• _TASK PROMPT_: Gather every line of the listing below that contains the string "leaf". Matches must agree in case.

(Records from a collection)
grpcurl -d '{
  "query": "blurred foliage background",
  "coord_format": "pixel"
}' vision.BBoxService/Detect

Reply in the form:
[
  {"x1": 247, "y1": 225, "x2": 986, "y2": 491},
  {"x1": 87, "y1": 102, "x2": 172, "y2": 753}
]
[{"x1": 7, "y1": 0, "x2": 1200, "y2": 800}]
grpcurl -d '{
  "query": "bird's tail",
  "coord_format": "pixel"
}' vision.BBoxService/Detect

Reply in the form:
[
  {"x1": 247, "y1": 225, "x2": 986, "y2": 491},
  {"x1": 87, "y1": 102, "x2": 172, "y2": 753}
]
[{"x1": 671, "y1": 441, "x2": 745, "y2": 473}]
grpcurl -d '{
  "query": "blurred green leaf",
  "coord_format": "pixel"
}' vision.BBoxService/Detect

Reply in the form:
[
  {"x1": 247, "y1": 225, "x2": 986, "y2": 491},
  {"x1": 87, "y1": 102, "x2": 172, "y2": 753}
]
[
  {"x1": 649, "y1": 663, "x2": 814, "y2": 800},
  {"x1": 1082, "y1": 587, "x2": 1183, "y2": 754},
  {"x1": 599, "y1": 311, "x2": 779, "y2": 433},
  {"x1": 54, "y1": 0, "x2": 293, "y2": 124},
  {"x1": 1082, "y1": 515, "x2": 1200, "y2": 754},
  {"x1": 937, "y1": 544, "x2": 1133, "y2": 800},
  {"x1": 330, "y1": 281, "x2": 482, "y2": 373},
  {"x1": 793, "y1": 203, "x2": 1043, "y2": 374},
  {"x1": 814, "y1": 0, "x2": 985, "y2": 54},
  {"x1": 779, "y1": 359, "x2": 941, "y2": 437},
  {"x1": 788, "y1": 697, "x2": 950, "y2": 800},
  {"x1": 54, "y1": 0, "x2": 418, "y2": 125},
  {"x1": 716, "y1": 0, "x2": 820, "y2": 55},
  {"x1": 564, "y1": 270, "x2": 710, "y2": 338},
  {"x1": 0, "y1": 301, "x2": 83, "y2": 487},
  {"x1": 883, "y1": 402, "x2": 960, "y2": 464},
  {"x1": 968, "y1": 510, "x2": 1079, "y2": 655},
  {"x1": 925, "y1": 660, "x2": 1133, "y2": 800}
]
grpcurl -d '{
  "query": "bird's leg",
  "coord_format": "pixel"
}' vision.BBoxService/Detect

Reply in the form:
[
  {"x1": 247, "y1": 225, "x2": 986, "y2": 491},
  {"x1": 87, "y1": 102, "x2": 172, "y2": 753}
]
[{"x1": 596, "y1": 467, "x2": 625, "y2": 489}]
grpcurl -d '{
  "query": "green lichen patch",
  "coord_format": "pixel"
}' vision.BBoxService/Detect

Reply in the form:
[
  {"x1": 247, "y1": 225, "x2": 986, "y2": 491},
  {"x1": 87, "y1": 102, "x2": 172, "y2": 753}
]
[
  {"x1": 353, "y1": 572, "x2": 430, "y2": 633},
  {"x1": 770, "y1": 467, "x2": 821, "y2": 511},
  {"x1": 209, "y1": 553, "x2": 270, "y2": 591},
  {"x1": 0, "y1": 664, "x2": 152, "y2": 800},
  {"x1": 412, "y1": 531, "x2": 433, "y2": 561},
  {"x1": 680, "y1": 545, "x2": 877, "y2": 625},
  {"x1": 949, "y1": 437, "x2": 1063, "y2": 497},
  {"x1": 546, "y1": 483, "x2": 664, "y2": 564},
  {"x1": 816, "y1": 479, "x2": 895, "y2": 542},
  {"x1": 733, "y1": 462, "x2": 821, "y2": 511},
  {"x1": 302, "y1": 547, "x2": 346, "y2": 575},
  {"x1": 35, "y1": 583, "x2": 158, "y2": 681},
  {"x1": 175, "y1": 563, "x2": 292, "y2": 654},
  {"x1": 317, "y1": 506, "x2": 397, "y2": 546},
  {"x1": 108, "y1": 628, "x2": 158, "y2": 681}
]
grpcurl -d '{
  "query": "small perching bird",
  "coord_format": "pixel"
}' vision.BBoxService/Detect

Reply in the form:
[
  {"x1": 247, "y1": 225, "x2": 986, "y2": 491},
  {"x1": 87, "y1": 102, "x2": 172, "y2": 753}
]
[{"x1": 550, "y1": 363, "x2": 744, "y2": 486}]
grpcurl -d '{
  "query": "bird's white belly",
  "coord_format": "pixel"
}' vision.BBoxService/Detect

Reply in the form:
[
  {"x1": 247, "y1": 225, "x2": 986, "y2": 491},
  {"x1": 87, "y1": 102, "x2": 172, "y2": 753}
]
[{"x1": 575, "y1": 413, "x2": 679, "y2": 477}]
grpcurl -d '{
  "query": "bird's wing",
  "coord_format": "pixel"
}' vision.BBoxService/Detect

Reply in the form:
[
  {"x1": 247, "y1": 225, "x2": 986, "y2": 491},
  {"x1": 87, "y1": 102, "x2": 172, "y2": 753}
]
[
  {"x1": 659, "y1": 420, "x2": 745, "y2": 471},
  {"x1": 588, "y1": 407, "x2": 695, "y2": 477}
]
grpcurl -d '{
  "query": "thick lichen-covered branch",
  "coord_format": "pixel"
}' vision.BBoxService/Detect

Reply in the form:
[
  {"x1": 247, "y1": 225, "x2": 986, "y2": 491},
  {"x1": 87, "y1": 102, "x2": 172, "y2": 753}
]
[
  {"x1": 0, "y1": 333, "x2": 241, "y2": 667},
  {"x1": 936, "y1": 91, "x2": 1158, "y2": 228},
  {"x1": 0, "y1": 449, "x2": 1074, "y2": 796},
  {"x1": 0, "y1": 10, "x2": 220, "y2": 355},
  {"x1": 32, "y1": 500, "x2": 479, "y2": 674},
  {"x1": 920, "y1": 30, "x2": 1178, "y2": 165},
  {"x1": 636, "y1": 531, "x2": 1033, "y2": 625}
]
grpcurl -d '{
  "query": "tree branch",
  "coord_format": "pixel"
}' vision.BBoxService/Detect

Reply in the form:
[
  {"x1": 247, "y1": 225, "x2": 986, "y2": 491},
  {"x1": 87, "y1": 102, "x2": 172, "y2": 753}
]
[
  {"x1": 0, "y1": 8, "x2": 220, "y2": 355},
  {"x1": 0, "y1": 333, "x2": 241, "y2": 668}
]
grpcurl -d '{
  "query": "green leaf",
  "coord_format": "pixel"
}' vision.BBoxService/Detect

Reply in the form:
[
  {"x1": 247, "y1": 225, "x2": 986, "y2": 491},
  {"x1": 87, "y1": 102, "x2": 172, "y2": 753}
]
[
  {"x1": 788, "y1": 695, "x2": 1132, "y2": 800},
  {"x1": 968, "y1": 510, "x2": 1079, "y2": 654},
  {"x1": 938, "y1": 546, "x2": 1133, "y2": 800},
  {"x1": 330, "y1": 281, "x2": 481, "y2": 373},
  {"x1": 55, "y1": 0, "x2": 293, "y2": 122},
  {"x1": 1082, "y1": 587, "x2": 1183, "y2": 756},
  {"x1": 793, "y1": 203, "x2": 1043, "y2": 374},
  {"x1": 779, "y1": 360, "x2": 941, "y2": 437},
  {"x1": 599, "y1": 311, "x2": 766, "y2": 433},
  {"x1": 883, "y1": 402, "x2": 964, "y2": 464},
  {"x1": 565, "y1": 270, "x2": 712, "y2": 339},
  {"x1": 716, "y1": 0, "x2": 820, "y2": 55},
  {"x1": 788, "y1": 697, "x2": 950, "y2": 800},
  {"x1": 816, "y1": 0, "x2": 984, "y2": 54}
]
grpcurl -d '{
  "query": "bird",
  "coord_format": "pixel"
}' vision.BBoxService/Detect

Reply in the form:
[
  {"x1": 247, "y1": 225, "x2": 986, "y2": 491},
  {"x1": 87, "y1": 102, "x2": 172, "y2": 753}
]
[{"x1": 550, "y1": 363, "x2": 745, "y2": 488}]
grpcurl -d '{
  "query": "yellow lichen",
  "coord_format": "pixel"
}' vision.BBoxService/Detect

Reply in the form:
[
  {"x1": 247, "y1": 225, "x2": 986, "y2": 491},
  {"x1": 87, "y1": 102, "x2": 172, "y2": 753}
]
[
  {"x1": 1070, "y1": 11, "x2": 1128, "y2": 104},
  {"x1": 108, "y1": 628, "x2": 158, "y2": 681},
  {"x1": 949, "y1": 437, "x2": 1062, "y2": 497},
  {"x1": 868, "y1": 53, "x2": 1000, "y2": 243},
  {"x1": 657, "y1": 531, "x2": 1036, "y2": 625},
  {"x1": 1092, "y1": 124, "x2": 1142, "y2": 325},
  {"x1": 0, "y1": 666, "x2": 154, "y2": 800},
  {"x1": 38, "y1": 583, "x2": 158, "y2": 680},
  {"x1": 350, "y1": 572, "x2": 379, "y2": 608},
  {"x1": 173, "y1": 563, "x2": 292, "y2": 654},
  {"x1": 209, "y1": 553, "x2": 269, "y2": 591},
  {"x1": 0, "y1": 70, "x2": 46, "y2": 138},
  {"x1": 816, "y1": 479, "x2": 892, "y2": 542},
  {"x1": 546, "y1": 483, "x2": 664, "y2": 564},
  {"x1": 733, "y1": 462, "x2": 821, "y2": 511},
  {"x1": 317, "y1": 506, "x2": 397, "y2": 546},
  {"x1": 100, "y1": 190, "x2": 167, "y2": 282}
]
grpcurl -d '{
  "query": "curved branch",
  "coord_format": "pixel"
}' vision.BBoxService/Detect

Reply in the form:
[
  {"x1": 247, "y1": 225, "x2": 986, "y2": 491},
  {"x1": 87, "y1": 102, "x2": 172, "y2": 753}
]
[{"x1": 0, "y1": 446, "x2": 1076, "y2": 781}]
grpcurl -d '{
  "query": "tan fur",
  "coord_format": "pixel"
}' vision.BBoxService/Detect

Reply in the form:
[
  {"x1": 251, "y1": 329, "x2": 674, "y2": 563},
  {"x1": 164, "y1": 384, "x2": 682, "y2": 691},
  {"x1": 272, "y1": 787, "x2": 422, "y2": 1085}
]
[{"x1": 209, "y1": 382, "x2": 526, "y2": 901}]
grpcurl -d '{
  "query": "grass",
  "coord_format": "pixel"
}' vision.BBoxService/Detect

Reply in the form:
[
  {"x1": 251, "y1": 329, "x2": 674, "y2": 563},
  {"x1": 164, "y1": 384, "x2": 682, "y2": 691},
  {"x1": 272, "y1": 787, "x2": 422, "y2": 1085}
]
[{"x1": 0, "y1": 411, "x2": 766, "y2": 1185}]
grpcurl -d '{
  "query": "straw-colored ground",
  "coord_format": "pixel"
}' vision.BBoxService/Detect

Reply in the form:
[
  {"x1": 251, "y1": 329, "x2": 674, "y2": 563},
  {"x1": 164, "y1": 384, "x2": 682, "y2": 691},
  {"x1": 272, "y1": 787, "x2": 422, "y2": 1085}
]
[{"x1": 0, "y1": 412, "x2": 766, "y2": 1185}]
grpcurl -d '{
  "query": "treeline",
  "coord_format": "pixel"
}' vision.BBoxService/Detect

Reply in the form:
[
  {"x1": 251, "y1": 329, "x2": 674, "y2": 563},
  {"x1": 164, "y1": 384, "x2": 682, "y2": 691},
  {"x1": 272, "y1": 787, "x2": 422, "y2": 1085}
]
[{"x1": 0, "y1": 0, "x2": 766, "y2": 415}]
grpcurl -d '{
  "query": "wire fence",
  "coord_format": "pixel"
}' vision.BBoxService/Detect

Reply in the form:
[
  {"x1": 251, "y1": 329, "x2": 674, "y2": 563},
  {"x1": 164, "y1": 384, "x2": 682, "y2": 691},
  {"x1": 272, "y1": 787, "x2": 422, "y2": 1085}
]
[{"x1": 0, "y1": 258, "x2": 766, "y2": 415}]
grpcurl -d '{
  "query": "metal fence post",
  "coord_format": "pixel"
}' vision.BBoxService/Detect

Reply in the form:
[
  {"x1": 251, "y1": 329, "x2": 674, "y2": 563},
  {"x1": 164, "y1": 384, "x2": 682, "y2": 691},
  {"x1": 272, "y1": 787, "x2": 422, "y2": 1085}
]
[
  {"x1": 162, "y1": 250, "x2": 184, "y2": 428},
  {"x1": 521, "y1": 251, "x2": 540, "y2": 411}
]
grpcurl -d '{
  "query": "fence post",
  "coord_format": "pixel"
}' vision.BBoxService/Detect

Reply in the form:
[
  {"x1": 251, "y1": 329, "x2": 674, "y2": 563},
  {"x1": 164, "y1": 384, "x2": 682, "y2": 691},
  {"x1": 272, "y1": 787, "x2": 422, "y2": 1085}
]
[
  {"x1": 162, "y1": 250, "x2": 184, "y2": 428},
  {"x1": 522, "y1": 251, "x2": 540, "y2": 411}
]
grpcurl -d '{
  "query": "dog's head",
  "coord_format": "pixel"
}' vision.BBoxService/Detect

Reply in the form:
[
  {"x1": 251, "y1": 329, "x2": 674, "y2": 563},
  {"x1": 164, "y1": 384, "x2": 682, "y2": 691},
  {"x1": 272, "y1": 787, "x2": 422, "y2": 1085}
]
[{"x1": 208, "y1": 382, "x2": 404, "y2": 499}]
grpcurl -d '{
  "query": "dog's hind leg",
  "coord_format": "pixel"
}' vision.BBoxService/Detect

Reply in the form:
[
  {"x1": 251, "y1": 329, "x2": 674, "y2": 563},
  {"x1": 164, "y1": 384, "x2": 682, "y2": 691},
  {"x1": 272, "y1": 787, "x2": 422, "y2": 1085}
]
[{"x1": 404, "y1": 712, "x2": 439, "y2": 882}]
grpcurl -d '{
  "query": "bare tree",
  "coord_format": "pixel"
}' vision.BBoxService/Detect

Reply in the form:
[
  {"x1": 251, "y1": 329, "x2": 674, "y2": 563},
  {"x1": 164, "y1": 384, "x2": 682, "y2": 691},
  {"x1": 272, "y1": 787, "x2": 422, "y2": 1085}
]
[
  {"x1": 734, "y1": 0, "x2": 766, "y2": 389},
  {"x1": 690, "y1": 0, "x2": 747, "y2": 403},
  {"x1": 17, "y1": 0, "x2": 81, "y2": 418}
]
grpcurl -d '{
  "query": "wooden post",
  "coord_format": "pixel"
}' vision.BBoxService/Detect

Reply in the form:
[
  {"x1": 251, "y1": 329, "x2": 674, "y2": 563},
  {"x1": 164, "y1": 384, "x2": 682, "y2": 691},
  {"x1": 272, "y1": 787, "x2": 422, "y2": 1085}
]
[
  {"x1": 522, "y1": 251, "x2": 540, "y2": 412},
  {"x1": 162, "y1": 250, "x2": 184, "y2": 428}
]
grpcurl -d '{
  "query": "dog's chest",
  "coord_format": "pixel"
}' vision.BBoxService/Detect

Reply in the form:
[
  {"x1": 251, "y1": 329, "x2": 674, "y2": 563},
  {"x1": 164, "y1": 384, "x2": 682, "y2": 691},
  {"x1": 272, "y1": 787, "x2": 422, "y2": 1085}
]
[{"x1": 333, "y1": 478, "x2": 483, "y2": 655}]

• _RESULT OF THIS TASK_:
  "query": "blurred green leaf",
  "query": "green leaf",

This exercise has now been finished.